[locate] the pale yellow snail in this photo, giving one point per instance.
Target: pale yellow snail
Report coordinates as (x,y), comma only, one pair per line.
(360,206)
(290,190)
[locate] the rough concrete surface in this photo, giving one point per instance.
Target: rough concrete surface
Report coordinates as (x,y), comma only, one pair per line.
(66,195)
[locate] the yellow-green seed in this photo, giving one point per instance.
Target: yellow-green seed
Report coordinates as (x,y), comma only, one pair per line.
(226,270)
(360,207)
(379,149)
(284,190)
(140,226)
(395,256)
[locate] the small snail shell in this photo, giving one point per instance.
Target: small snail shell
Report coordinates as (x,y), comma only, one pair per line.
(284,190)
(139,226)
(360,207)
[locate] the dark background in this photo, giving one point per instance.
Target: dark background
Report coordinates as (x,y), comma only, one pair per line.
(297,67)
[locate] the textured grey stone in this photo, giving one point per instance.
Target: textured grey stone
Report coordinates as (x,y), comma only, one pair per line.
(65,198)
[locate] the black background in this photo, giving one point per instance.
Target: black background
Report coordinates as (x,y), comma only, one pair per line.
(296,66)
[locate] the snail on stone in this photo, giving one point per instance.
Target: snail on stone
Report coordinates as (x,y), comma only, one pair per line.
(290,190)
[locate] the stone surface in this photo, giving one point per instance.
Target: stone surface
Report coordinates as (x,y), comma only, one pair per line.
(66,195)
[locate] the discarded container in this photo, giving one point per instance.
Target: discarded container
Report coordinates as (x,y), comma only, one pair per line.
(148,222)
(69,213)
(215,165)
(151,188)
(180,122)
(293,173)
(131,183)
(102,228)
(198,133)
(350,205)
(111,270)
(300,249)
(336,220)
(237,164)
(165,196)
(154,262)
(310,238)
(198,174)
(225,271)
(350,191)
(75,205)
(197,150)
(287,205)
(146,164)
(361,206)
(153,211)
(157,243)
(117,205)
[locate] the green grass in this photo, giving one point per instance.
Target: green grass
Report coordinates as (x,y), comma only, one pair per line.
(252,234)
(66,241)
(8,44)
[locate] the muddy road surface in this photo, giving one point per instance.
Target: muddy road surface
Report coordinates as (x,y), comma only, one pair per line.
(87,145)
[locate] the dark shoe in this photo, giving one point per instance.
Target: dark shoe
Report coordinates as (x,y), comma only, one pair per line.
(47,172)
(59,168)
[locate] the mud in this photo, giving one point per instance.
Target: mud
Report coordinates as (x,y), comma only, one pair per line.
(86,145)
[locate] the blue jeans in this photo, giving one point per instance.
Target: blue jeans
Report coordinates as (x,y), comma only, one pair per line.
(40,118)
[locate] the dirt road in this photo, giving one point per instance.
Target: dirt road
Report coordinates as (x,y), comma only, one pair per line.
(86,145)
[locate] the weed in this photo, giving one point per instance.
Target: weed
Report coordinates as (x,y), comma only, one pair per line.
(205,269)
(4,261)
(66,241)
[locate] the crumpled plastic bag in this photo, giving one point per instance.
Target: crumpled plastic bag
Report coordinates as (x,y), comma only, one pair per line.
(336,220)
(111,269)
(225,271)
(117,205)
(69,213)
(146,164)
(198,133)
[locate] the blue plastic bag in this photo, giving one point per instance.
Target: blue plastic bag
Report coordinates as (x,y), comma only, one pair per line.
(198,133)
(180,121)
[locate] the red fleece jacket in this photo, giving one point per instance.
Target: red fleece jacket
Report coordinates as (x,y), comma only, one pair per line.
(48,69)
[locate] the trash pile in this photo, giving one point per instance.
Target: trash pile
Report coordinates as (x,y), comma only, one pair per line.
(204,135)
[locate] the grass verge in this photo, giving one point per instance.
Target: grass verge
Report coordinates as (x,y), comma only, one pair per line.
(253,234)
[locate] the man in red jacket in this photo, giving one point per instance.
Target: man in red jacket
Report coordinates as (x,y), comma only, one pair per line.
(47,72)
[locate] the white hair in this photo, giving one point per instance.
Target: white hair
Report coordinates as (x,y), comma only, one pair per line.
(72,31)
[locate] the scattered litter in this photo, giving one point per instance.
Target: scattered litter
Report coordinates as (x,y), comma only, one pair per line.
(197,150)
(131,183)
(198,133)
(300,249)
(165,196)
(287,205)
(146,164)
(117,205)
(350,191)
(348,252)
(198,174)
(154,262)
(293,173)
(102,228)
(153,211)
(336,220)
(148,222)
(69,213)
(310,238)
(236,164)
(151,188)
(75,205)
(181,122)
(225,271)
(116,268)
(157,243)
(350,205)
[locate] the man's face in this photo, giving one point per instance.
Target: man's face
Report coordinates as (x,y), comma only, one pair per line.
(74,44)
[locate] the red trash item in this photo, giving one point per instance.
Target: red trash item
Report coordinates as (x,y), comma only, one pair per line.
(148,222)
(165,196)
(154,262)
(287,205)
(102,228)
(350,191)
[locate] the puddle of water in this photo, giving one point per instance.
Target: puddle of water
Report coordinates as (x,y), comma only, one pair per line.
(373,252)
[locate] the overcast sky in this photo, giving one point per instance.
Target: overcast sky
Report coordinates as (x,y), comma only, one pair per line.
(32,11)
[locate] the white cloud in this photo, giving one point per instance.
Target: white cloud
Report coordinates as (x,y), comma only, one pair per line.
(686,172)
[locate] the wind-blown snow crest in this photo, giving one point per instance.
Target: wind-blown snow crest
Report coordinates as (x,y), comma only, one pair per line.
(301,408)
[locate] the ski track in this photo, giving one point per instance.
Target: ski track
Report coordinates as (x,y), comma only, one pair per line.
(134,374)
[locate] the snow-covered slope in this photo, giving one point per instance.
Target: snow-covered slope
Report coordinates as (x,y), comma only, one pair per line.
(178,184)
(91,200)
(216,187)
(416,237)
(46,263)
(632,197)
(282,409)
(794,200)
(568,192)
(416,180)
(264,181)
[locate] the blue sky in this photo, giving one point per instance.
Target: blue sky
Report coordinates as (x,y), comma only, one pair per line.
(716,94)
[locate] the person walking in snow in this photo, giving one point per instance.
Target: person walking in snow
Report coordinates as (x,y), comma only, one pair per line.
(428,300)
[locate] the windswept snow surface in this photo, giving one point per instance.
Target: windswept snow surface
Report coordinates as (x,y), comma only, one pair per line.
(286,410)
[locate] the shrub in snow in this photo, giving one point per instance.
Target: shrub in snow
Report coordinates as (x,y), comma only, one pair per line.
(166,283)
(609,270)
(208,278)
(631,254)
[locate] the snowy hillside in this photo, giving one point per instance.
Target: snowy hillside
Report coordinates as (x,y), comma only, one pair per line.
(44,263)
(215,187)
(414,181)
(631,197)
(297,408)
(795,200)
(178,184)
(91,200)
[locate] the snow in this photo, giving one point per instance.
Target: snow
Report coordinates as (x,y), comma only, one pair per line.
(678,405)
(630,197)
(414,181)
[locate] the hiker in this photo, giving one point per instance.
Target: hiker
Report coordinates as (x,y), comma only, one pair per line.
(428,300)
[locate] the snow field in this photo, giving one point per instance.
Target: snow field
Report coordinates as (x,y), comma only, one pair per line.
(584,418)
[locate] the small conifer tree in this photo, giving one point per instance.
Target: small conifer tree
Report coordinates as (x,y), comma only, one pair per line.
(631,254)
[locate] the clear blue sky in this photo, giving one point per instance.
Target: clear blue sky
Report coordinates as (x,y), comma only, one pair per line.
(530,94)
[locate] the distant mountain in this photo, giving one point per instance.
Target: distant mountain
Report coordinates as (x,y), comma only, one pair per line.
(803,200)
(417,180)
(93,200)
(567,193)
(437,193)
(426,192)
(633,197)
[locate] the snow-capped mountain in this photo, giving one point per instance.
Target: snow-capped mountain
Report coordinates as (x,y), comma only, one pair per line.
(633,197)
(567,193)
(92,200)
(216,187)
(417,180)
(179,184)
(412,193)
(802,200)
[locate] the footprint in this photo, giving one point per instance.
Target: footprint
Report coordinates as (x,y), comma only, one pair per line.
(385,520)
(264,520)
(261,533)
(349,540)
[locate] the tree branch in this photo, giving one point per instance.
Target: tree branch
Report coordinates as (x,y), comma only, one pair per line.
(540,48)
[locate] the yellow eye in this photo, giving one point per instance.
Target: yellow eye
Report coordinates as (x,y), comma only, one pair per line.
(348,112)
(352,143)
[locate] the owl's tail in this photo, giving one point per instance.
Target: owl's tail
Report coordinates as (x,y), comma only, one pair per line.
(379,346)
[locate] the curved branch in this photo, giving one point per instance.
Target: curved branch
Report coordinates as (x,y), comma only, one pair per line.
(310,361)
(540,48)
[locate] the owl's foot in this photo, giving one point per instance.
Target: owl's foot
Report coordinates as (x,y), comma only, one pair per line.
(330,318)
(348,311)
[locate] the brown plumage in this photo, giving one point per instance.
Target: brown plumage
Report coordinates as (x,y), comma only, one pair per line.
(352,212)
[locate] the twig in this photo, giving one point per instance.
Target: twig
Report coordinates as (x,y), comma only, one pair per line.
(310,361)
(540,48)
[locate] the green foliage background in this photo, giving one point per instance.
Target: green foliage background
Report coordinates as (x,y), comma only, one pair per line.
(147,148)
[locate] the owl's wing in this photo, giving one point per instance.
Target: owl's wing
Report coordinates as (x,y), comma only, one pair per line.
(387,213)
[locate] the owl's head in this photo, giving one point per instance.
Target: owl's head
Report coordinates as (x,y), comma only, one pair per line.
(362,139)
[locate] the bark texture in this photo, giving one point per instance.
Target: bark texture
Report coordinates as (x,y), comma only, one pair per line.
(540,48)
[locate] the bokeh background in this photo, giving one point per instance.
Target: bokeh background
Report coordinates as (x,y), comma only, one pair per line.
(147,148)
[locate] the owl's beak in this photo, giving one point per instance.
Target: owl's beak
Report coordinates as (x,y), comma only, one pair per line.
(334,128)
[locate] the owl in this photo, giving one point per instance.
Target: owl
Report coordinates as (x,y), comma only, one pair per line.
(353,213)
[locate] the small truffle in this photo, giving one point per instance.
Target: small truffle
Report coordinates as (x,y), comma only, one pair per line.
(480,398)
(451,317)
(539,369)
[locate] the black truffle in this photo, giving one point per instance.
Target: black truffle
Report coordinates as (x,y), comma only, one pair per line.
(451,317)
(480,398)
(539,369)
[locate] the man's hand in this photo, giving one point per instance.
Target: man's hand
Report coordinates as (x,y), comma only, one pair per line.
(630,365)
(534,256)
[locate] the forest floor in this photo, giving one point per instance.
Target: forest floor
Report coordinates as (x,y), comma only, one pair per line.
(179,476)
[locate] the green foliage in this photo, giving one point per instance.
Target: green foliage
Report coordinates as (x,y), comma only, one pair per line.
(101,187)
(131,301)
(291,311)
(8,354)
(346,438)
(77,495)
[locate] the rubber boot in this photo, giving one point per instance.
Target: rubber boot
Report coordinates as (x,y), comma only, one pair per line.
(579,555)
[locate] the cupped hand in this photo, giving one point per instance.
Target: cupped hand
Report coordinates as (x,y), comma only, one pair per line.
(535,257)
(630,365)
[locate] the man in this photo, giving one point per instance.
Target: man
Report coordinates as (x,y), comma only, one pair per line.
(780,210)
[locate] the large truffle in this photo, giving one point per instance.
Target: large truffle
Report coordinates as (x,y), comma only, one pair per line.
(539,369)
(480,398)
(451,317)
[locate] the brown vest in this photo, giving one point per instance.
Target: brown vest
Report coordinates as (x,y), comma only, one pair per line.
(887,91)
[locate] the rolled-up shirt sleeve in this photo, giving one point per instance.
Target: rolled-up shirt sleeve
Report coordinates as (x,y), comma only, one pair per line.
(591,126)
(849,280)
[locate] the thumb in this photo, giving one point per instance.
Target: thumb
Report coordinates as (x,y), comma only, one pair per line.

────────────────────

TASK OBJECTIVE :: Within the listing above, extract exactly the lines from the line with "Target: green foliage background" to the line with "[locate] the forest", the two named lines included, and no others.

EXERCISE OUTPUT ::
Target: green foliage background
Report coordinates as (x,y), comma only, one pair per line.
(147,148)
[locate] the owl's wing in this photo, giving one point per instance.
Target: owl's wing
Report coordinates as (x,y), comma only, one pair per line.
(387,213)
[locate] the owl's head in this photo, giving one point per instance.
Target: owl's head
Report coordinates as (x,y), comma only, one pair per line.
(362,139)
[locate] the bark texture in this photo, giving one point per instance.
Target: bark texture
Report coordinates as (x,y), comma only, one pair per line.
(540,48)
[locate] the bokeh background in this photo, giving one point per instance.
Target: bokeh background
Report coordinates as (x,y), comma only, one pair per line.
(147,148)
[locate] the owl's beak in this photo, giving one point per instance.
Target: owl's beak
Report coordinates as (x,y), comma only, one pair per line.
(334,128)
[locate] the owl in this photo, giving one point per instance.
Target: owl
Report coordinates as (x,y), comma only, one pair per line.
(353,213)
[locate] the small truffle in this photo, giving one point per instance.
Target: small truffle
Report coordinates as (x,y), comma only, one pair per line.
(480,398)
(451,317)
(539,369)
[locate] the black truffle in this photo, giving one point per instance.
Target: black truffle
Report coordinates as (x,y), comma only, one pair per line.
(451,317)
(480,398)
(539,369)
[locate] the man's hand in this photo, giving one point per instance.
Target: man's hand
Report coordinates as (x,y), comma only, one pair per line.
(630,365)
(534,256)
[locate] the forest floor in this photo, giving one point per instance.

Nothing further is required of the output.